# new split orienting but not foraging?



## BradC (Apr 4, 2015)

My local guy told me that even though they are doing orientation flights, it could be a few more days before they start foraging. They will slowly start getting farther away from the colony.


----------



## JakeDatc (Apr 19, 2010)

Thanks Brad. i keep peeking in the top to make sure they are still all there and busy. Queen is roaming the newly hatched comb and saw her laying so i just have to let them do it. painted up a 2nd level to put on soon enough once another frame or 2 of the capped brood i put in emerge out.


----------



## Stlnifr (Sep 12, 2010)

I use election posters as water proof lids also.


----------



## Grasshopper (Apr 20, 2013)

If you made your nuc up with capped brood, then they will hatch and have to mature enough to perform the other jobs. Orientation comes a little later. I would feed them a little because it will take a week or two before you have enough bees to care for brood AND forage. They'll raise brood first and as the numbers increase, you'll see more foraging going on. It always amazes me at how quickly those new nucs take off once the population gets balanced. It's a numbers game for sure.

▶ _Written exercise 1_
Copy out the entries exactly as they appear, from the line containing "highlight the blue" down through the line containing "[188, 710, 228, 767]", both included.

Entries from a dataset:
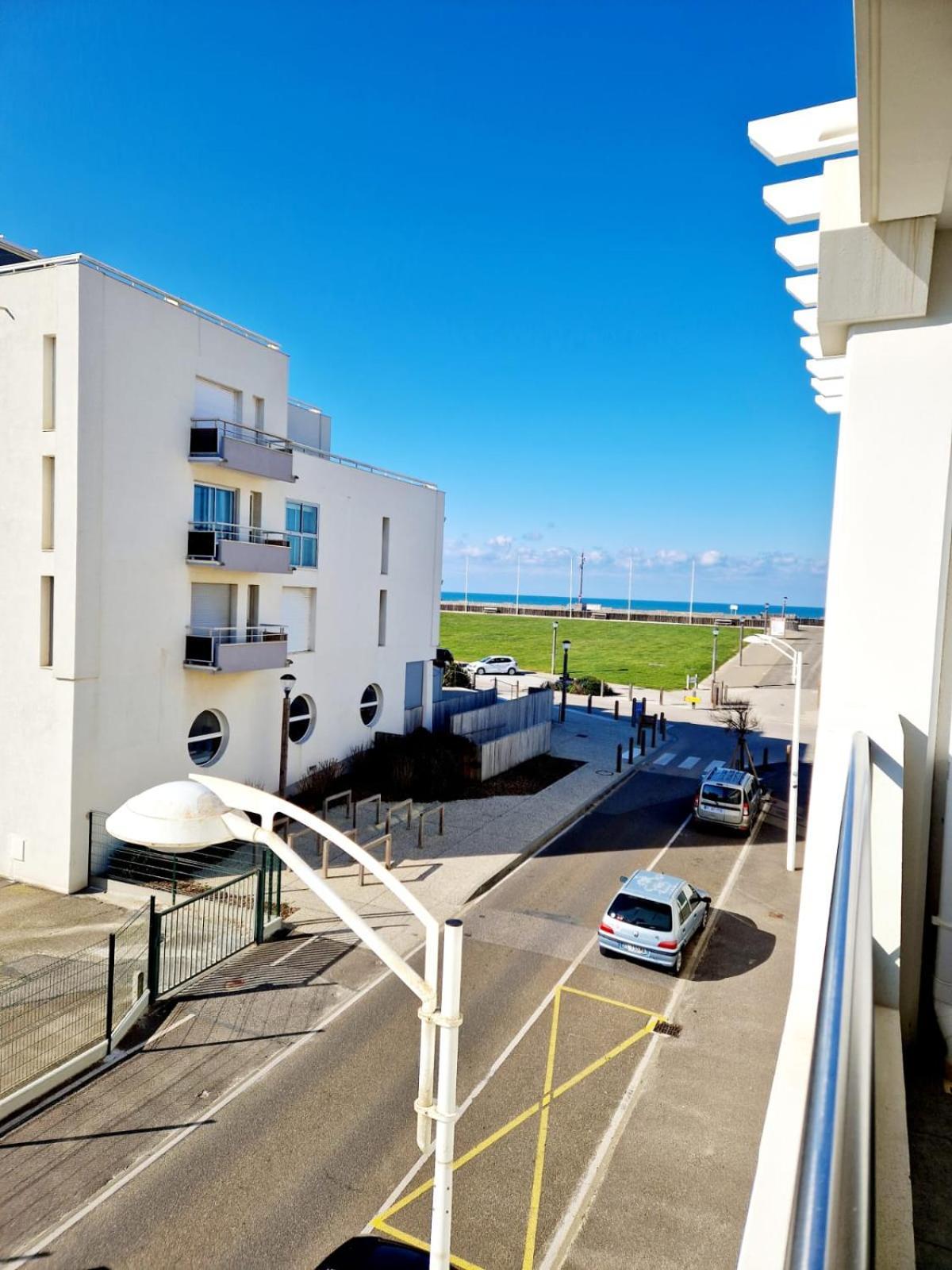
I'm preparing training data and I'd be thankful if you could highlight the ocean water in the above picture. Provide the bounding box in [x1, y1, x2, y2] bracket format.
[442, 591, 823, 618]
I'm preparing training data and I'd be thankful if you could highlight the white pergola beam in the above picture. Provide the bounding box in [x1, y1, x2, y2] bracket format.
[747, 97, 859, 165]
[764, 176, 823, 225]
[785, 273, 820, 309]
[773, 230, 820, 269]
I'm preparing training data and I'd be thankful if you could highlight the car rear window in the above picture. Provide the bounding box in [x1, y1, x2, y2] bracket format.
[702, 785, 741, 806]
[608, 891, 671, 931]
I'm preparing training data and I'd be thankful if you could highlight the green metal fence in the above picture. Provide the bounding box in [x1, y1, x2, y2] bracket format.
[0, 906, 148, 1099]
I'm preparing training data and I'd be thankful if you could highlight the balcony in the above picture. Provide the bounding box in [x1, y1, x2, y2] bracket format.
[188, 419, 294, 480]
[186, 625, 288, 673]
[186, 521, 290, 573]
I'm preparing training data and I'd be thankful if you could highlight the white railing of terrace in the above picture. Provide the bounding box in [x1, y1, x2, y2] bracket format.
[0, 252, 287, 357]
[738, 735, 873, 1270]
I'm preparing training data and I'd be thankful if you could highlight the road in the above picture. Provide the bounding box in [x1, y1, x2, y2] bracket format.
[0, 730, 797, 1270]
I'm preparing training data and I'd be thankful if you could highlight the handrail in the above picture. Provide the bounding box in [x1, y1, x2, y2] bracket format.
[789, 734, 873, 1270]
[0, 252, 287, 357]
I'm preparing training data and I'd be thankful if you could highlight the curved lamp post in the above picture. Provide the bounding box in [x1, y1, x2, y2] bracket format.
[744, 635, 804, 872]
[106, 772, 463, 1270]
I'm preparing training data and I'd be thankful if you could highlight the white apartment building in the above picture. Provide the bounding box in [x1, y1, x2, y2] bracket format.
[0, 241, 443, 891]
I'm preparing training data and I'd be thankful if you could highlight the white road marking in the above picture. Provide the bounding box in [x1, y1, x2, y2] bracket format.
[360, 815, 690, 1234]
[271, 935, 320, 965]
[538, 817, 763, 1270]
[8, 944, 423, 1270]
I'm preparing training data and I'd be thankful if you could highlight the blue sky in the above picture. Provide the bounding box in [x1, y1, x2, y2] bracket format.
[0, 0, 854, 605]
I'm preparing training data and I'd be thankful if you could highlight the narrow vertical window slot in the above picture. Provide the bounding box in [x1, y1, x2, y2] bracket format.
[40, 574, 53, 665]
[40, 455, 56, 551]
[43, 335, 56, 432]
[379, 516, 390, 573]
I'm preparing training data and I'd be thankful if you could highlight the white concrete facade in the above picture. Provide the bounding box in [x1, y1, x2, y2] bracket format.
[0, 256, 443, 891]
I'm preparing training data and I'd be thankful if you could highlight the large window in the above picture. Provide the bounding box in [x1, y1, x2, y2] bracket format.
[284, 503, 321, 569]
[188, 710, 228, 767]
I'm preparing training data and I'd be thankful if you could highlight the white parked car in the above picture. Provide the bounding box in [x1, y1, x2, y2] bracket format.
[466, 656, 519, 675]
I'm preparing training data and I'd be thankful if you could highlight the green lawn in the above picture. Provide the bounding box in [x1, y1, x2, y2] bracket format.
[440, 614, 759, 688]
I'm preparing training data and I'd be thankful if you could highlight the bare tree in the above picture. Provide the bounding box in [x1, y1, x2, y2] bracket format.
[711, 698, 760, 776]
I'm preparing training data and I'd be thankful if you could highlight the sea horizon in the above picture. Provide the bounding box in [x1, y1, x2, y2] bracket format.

▶ _Written exercise 2_
Answer these questions using the forum thread on the new split.
(a) According to BradC's local guy, how long could it be before bees doing orientation flights start foraging?
(b) What does Stlnifr use as waterproof lids?
(c) According to Grasshopper, how long will it take before there are enough bees to care for brood and forage?

▶ _Full answer 1_
I'm preparing training data and I'd be thankful if you could highlight the blue sky in the above picture. Provide the bounding box in [x1, y1, x2, y2] bracket format.
[0, 0, 854, 605]
I'm preparing training data and I'd be thankful if you could highlight the narrow vertical window slot in the above picture. Provide the bounding box in [x1, y1, x2, y2] bracket format.
[40, 574, 53, 665]
[40, 455, 56, 551]
[43, 335, 56, 432]
[379, 516, 390, 573]
I'm preparing training data and I'd be thankful if you could highlight the white concrete facade in the above picture. Provide the bounding box in [x1, y1, x2, y2] bracket format.
[0, 256, 443, 891]
I'm preparing training data and I'd be thankful if you could highlight the large window in the above picture. Provide the bounding box in [x1, y1, x2, y2] bracket format.
[284, 503, 321, 569]
[188, 710, 228, 767]

▶ _Full answer 2_
(a) A few more days.
(b) Election posters.
(c) A week or two.